Reproduce every entry below precisely. Pictures are excluded from the copy.

:: Supplied data

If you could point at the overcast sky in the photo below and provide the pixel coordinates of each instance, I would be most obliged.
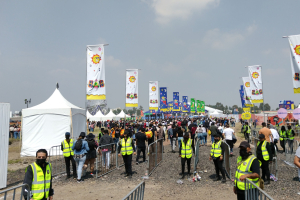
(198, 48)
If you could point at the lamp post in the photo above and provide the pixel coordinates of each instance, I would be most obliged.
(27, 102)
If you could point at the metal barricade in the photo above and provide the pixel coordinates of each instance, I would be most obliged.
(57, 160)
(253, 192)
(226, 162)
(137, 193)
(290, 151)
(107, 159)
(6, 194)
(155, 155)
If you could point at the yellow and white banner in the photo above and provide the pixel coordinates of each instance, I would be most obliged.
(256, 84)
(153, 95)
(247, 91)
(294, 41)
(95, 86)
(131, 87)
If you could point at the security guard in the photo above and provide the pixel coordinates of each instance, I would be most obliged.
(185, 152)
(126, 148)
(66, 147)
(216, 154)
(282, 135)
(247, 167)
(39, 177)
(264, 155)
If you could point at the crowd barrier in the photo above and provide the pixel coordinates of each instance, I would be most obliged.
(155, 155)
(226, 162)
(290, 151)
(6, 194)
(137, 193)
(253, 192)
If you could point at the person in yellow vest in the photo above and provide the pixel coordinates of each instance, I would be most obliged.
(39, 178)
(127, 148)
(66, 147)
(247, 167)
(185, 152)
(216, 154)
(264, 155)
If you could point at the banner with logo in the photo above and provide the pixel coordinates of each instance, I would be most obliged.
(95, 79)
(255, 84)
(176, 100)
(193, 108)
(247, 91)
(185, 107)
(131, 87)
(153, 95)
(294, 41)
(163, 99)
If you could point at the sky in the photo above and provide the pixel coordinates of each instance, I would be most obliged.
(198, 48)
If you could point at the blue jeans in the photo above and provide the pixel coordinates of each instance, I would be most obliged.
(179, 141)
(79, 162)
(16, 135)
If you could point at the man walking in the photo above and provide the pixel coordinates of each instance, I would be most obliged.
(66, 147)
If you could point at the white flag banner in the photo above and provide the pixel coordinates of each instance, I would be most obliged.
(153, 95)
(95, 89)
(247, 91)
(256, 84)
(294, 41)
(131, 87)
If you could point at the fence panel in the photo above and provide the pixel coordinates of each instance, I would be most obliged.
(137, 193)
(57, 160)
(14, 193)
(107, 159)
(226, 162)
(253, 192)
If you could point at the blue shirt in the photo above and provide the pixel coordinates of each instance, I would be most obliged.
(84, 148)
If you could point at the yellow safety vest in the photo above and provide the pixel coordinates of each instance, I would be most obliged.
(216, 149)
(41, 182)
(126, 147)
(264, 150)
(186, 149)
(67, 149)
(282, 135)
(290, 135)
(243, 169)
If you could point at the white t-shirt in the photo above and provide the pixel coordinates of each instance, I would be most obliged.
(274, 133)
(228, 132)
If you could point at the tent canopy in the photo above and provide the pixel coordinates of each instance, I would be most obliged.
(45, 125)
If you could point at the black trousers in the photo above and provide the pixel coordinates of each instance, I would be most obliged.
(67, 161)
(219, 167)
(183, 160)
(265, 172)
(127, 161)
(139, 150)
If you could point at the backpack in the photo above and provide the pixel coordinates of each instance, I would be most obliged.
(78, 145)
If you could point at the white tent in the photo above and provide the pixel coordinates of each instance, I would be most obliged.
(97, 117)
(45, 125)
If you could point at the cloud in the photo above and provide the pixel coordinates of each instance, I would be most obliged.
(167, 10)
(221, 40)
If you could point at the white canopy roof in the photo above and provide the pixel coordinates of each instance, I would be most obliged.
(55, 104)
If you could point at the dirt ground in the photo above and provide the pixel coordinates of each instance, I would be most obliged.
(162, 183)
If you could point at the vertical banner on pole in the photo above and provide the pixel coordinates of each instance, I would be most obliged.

::::

- **Result of this task**:
If you could point at the overcast sky in the photo below and provide the pixel coordinates of each instance, I would be most obliged.
(198, 48)
If you could point at the lamp post in the photo above and provide the pixel coordinates of each instance, I would be most obliged.
(27, 102)
If you could point at the metal barricade in the photo above and provide the pixel coordinates of each instance, I would be most obliged.
(57, 160)
(253, 192)
(226, 162)
(137, 193)
(290, 151)
(107, 159)
(6, 194)
(155, 155)
If you could point at the yellow and white banner in the photo above and provide the pixel coordinates of each instance, I would be most obliged.
(256, 84)
(153, 95)
(247, 91)
(294, 41)
(95, 86)
(131, 87)
If you could point at the security guard in the photo above and provide the pixel coordinates of each instance, I would be most obliged.
(185, 152)
(126, 148)
(66, 147)
(216, 154)
(282, 135)
(247, 167)
(39, 177)
(264, 155)
If you could point at the crowd barrier in the photo above and provide the pixel coordinates of each instance, I would be most obliged.
(155, 155)
(226, 162)
(290, 151)
(6, 194)
(137, 193)
(253, 192)
If you could point at the person in yellow vest in the photo above and provide the pixel coordinates of each instance, I would be most obliged.
(39, 178)
(127, 148)
(66, 147)
(247, 167)
(185, 152)
(216, 154)
(264, 155)
If you could point at the banner with logo in the photo above and provide the pixel coordinates of each instance, I would be most obliged.
(95, 79)
(255, 84)
(176, 100)
(193, 108)
(247, 91)
(185, 107)
(131, 87)
(153, 95)
(294, 41)
(163, 99)
If you could point at the sky in the photo above and provide the pixel coordinates of each instance, I would be most obliged.
(198, 48)
If you could point at the blue jeans in the photo above and provide the pixel coordinates of each instance, I would be most obliged.
(179, 141)
(79, 162)
(16, 135)
If you could point at the man walking in the photo above and provide the pixel coordinates of each instance, I would be most obliged.
(66, 147)
If you could point at the white flag banner in the photo above and provide the pixel coordinates of each instance, I would be most obliged.
(153, 95)
(95, 89)
(247, 91)
(256, 84)
(294, 41)
(131, 87)
If you could point at the fence panel in the photo above and provide the pixel coordinates of each instance, I would be most obliged.
(137, 193)
(57, 160)
(14, 193)
(107, 159)
(226, 162)
(253, 192)
If you could point at the blue shirt in the photo above and provide the pixel coordinates of each instance, I would be most obliged.
(84, 148)
If you could point at the yellow safety vest in the photo above and provide the pixel coordinates of each instance, I would be most obliged.
(216, 149)
(41, 182)
(126, 147)
(264, 150)
(186, 149)
(67, 149)
(282, 135)
(290, 135)
(243, 169)
If you could point at the white t-shirt in the photo above and provide the pixel coordinates of each instance, I would be most obliged.
(274, 133)
(228, 132)
If you could point at the tent canopy in the photo above and provide the pixel coordinates of each instance, I would be most obliged.
(45, 125)
If you could point at the black trousers in the photo above and provide the pixel coordinates of each instance, I would be most obliged.
(67, 161)
(219, 167)
(183, 160)
(265, 172)
(127, 161)
(139, 150)
If you could point at the backpack in the photo above and provide the pixel coordinates of each instance, I would be most obliged.
(78, 145)
If you could point at the white tent in the photo above and provide the pixel coordinates of each instance, I would be most obliged.
(97, 117)
(45, 125)
If you could point at the cloud in the photo above and provide the pixel coordinates of each instance, I would be most obliged.
(167, 10)
(221, 40)
If you could point at the white canopy roof in the photo above and provide the pixel coordinates of each instance, I would be most obliged.
(55, 104)
If you could point at the dirt ground in the photo above and provide the pixel coordinates of each instance, I would be most obliged.
(162, 183)
If you could point at the vertical banner on pole in the photo above and provide the pixel coordinates of each instance, I would be most obliged.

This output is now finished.